Exercise text:
Start of Block
Is managing soil acidity levels any different within a greenhouse than, say, an outdoor growing operation or garden? The short answer: not really. The long answer: the steps aren’t too different, but you might have to work them in more often!

If you think about it, an outdoor operation – involving plants sown straight into the ground – only needs some pH checking once in a while. However, since the soil surface area is so expansive and in higher contact with the natural elements of the outdoors, it probably needs it only a couple times a year, depending on how intensively it’s grown.

With a greenhouse, your growing mediums are more or less cut off from the outside natural world. If you are planting straight into the ground under your cover, on the one hand, that’s a bit of a different story – but if you are utilizing raised beds, containers, growing benches, or isolated mediums of any kind, realize that you will have to work natural matter into your soils more regularly because they are so cut off.

The most important thing to realize, however: no matter where you grow – greenhouse or no – the more naturally you grow without the use of chemicals, the less you’ll need to check on pH. The more naturally and organically you grow on the other hand, especially while working compost and compost teas into your operation, the less you’ll need to check pH, because you can be confident that the microbes are doing it for you!
End of Block
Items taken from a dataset
Start of Block
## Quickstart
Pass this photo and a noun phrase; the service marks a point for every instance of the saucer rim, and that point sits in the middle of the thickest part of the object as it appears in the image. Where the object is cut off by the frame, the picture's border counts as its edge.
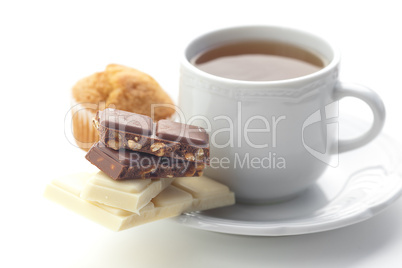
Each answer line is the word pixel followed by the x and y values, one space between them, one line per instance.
pixel 269 228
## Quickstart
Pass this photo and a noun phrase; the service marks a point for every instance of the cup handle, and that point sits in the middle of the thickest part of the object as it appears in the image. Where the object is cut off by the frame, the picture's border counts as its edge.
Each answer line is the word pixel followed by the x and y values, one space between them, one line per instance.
pixel 374 102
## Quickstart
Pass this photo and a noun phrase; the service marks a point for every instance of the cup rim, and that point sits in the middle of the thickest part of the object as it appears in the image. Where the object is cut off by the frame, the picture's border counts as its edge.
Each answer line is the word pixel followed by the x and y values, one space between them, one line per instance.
pixel 327 69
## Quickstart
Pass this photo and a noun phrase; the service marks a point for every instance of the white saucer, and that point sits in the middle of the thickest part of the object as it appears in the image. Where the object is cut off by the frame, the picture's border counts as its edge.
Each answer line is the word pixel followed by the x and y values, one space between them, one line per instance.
pixel 366 181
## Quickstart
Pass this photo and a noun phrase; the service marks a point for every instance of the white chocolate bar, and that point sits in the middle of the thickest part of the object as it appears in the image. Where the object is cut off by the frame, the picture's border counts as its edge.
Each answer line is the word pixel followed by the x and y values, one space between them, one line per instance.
pixel 169 203
pixel 130 195
pixel 206 193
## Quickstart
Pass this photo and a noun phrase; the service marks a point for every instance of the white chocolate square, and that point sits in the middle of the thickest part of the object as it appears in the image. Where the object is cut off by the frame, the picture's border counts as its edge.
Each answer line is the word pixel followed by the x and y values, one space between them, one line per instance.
pixel 130 195
pixel 171 202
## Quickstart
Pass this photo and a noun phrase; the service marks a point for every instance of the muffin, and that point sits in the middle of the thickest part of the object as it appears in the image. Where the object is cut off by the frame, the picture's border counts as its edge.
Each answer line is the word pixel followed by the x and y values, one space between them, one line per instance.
pixel 118 87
End of Block
Activity list:
[1] Quote the greenhouse soil text word for word, from "Is managing soil" to "intensively it’s grown.", with both ends included.
[2] Decide whether each statement agrees with the greenhouse soil text, answering yes or no and quoting the words from the text that settle it. (a) An outdoor operation with plants sown straight into the ground needs pH checking only once in a while. (b) The steps for managing soil acidity in a greenhouse are completely different from those for an outdoor operation. (c) Raised beds and containers in a greenhouse need natural matter worked into them less regularly.
This material is separate from the greenhouse soil text.

Answers for the exercise:
[1]
Is managing soil acidity levels any different within a greenhouse than, say, an outdoor growing operation or garden? The short answer: not really. The long answer: the steps aren’t too different, but you might have to work them in more often!

If you think about it, an outdoor operation – involving plants sown straight into the ground – only needs some pH checking once in a while. However, since the soil surface area is so expansive and in higher contact with the natural elements of the outdoors, it probably needs it only a couple times a year, depending on how intensively it’s grown.

[2]
(a) Yes: "an outdoor operation – involving plants sown straight into the ground – only needs some pH checking once in a while."
(b) No: "the steps aren’t too different, but you might have to work them in more often!"
(c) No: "you will have to work natural matter into your soils more regularly because they are so cut off."